▶ [EXTRACTO DE PÁGINA]:
· · ·
La noticia causó en Estados Unidos un impacto extraordinario y los debates se redoblaron en los diarios y en el Senado. En febrero de 1931, el Secretario de Estado que era ahora el antiguo negociador de la paz en Nicaragua, Mr. Henry L. Stimson, nombrado por el Presidente Herbert J. Hoover que había tomado posesión en 1929, se ve obligado a declarar que las fuerzas de ocupación sólo permanecerían en Nicaragua hasta inmediatamente después que se celebraran las elecciones presidenciales, en noviembre de 1932; aquel era otro paso atrás.

            En el mes de abril de 1931, el Ejército Defensor lanza una amplia ofensiva sobre las plantaciones de la United Fruit Company en la región de Puerto Cabezas en el Atlántico. Recios combates se dan en Logtown y el río Wawa; el Ejército Defensor, después de arrasar con los campamentos de la United Fruit, avanza sobre Puerto Cabezas, lo que provoca la apresurada llegada de barcos de guerra norteamericanos y el desembarco de soldados; los sandinistas ocupan en cambio Cabo Gracias a Dios, hacia el norte y cuando ya han salido de allí, los aviones bombardean el pueblo. Al día siguiente de estos sucesos, Mr. Stimson hace saber públicamente desde Washington, que el gobierno de los Estados Unidos ya no ofrecerá ninguna protección, ni a la vida ni a la propiedad de personas norteamericanas en Nicaragua, la United Fruit, había recurrido al Departamento de Estado en demanda de aquella protección, pues los ataques sandinistas les habían dejado millones de dólares en pérdidas. La decisión de Estados Unidos de sacar su Ejército de Nicaragua, era ya irreversible. La sombra de gobierno que era el de Moncada, llega a desvanecerse completamente el 31 de marzo de 1931, un terremoto destruye completamente la dudad capital de Managua y es el Comandante de la Marina el que se convierte en el verdadero gobernante del país. Entre los años de 1931 y 1932, la guerra sandinista alcanzaría las proporciones de una guerra nacional. Excepto la región del Pacífico más cercana a la capital, todos los demás lugares- para no hablar de Las Segovias que es dominio absoluto de Sandino- comenzarán a ser alcanzados por las incursiones de las columnas rebeldes, que llegan hasta Santo Domingo de Chontales, región ganadera y también minera en las llanuras orientales del Gran Lago de Nicaragua, o hasta Ciudad Rama en la confluencia de los ríos tributarios que forman el caudal del río Escondido, puerto fluvial del Atlántico en el sudeste; ocuparán la ciudad de Chichigalpa en la costa occidental y sobre la vía férrea que lleva a la capital, en el mes de noviembre de 1931, lo cual según un despacho del Embajador de Estados Unidos en Managua, conmocionó a la ciudad, y el 2 de octubre de 1932, ocuparían San Francisco del Carnicero, en la costa norte del Lago de Managua.
· · ·
▶ [EXTRACTOS DE DATOS]:
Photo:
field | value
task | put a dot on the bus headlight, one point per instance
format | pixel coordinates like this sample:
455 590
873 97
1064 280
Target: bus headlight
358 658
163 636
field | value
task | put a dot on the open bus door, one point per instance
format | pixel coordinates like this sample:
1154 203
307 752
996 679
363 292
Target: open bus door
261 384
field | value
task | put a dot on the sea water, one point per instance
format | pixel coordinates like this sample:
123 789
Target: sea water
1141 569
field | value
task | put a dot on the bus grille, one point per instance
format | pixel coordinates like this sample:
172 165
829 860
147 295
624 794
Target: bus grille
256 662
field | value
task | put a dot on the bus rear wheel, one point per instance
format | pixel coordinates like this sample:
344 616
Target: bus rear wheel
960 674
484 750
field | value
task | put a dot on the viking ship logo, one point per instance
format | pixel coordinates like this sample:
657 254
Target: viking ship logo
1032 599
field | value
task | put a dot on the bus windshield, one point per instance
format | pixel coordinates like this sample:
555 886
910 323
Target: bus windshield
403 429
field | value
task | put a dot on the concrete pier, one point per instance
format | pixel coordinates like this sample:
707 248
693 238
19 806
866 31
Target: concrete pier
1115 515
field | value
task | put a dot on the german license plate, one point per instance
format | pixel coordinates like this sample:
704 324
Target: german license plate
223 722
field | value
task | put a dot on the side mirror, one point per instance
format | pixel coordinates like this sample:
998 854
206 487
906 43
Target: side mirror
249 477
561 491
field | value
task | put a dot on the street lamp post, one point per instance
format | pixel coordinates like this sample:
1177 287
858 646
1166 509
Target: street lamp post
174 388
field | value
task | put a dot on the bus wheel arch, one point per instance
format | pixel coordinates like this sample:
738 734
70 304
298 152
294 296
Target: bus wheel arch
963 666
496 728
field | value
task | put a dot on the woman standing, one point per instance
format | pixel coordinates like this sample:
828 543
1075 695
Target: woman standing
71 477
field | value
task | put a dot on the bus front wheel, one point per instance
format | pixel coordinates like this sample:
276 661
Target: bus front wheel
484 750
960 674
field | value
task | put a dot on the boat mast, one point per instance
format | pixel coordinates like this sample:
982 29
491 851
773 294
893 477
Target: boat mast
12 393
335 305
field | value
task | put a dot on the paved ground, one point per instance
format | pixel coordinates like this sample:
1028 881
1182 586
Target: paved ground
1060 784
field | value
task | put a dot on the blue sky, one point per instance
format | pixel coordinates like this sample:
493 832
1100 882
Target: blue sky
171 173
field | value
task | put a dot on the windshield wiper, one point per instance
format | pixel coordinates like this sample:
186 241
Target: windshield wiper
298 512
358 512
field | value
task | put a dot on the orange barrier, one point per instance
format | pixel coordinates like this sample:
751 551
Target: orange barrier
· · ·
▶ [TAREA A REALIZAR]: Escribe la continuación del fragmento sobre la guerra de Sandino en Nicaragua, empezando justo después de su última oración. El listado procede de una fuente distinta a la del fragmento.

▶ [RESPUESTA DEL EJERCICIO]:
            Mientras tanto, los asuntos de política criolla tendrían que arreglarse con el Departamento de Estado apresuradamente: el Partido Liberal nombra como candidato presidencial a una vieja figura postergada tantas veces, que al fin recibía su turno: el Dr. Juan Bautista Sacasa, que regresaba de Washington, ungido debidamente; el Congreso de Estados Unidos, rechazaría sin embargo una apropiación de fondos para financiar aquellas nuevas elecciones.

            Cuando se acercaban los comicios el Embajador de Estados Unidos impone a los dos partidos tradicionales un pliego de condiciones, una de las cuales es que al retirarse en enero del año siguiente las fuerzas de ocupación, tendrá que designarse de común acuerdo entre todos ellos, a un Jefe-Director de la Guardia Nacional, que sería por primera vez un nicaragüense.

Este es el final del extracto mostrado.